-- 任务要求 A --
把清单中从含有“pixel 336 594.”的那一行起、到含有“pixel 837 398”的那一行止的各行表示为一个 JSON 字符串列表，每行一个字符串，空行不计。

-- 文本块 --

========================================================================

结合关键点与引导向量的旋转目标检测网络

佘浩东; 赵良瑾

doi:10.11834/jig.230207

遥感图像处理 | 浏览量 : 0 下载量: 5 CSCD: 0

PDF
导出
分享
收藏
专辑

结合关键点与引导向量的旋转目标检测网络
Rotating target detection network that combines key points and guide vectors
2024年29卷第2期页码：533-544
纸质出版日期： 2024-02-16 ，
DOI： 10.11834/jig.230207
稿件说明：

移动端阅览

佘浩东，赵良瑾. 2024. 结合关键点与引导向量的旋转目标检测网络. 中国图象图形学报， 29(02):0533-0544

She Haodong， Zhao Liangjin. 2024. Rotating target detection network that combines key points and guide vectors. Journal of Image and Graphics， 29(02):0533-0544
佘浩东，赵良瑾. 2024. 结合关键点与引导向量的旋转目标检测网络. 中国图象图形学报， 29(02):0533-0544 DOI： 10.11834/jig.230207.

She Haodong， Zhao Liangjin. 2024. Rotating target detection network that combines key points and guide vectors. Journal of Image and Graphics， 29(02):0533-0544 DOI： 10.11834/jig.230207.

摘要

目的

目标检测是遥感智能解译中重要的研究方向之一，大多数目标检测算法难以实现密集排列的旋转目标的高精度检测。提出了一种基于关键点与引导向量预测的目标检测算法，实现高精度旋转目标检测的同时，还可对目标的朝向进行表征。

方法

首先提出了一种新的旋转目标建模方式，将目标检测分解成中心点、头部顶点、引导向量以及目标宽度的参数回归以更贴合检测目标；其次设计旋转椭圆高斯核，能够更好地拟合遥感目标的形状，从而提升关键点的预测精度；最后通过预测中心点指向头部顶点的引导向量，完成同一个目标内中心点与头部顶点的匹配，从而生成一个精准的带方向的旋转矩形检测框。

结果

在大长宽比舰船目标的HRSC（high-resolution ship collections）数据集上的实验结果表明，相比于其他主流的目标检测算法，本文算法获得了更好的检测结果，在VOC 2007（visual object classes）和VOC 2012的平均精度分别达到了90.78%和97.85%。在小长宽比飞机目标UCAS-AOD（UCAS-high resolution aerial object detection dataset）数据集上达到了98.81%的平均精度。实验结果表明了本文算法的可行性与有效性。

结论

本文算法利用椭圆高斯核计算中心点与头部顶点，并设计引导向量对点匹配关系进行约束，实现了旋转目标的方向检测。

========================================================================

-- 任务要求 B --
将上面关于旋转目标检测的文本中“实验结果表明了本文算法的可行性与有效性。”这句话译成英语。

已记录数据:
========================================================================

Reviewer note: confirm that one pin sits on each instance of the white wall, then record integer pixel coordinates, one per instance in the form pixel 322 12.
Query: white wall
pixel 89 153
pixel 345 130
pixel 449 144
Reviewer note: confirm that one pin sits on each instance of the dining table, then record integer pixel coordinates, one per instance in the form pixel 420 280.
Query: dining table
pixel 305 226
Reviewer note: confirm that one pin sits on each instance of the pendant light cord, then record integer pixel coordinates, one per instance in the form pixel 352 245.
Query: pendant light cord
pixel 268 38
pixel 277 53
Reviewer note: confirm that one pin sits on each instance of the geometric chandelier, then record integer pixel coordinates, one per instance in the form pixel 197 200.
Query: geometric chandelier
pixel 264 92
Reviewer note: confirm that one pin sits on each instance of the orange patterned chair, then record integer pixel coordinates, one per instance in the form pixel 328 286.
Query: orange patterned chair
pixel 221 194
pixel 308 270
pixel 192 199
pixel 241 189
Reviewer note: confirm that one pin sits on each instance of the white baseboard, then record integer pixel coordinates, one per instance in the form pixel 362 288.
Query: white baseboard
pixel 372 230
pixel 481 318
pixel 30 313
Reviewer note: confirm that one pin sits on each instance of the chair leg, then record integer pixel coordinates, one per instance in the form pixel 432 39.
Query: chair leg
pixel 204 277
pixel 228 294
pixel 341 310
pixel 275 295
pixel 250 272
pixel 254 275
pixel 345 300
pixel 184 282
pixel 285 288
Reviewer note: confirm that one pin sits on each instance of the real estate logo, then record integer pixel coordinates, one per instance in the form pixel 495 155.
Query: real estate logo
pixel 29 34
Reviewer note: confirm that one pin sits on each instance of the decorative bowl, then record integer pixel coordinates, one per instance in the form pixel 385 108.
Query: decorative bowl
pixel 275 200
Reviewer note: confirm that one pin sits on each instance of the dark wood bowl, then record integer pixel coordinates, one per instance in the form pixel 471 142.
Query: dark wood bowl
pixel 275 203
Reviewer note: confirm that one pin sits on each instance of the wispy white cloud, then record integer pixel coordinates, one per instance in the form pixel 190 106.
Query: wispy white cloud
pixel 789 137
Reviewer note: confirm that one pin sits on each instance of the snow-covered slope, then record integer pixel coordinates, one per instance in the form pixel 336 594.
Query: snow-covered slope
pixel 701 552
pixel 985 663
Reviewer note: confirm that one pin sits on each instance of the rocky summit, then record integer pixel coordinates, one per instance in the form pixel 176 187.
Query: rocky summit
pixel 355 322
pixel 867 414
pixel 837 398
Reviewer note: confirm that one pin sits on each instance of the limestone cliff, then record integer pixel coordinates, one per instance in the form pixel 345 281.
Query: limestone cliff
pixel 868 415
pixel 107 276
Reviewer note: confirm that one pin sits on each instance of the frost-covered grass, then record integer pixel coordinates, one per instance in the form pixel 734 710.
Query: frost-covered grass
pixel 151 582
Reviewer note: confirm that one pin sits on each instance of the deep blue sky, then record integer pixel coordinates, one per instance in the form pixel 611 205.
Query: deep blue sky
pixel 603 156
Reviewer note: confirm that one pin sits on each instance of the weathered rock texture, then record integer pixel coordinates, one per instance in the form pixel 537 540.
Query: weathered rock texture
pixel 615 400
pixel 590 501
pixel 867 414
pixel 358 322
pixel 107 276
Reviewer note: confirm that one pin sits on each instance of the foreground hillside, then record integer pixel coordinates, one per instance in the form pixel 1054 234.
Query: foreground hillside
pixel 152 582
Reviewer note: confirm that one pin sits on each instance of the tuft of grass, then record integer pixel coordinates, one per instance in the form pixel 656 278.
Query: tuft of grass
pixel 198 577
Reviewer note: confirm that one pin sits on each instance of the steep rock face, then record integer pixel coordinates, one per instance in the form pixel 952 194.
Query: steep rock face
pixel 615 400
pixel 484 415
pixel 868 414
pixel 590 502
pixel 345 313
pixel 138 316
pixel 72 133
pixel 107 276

========================================================================

-- 正确结果 A --
[
  "Reviewer note: confirm that one pin sits on each instance of the snow-covered slope, then record integer pixel coordinates, one per instance in the form pixel 336 594.",
  "Query: snow-covered slope",
  "pixel 701 552",
  "pixel 985 663",
  "Reviewer note: confirm that one pin sits on each instance of the rocky summit, then record integer pixel coordinates, one per instance in the form pixel 176 187.",
  "Query: rocky summit",
  "pixel 355 322",
  "pixel 867 414",
  "pixel 837 398"
]

-- 正确结果 B --
The experimental results demonstrate the feasibility and effectiveness of the algorithm presented in this paper.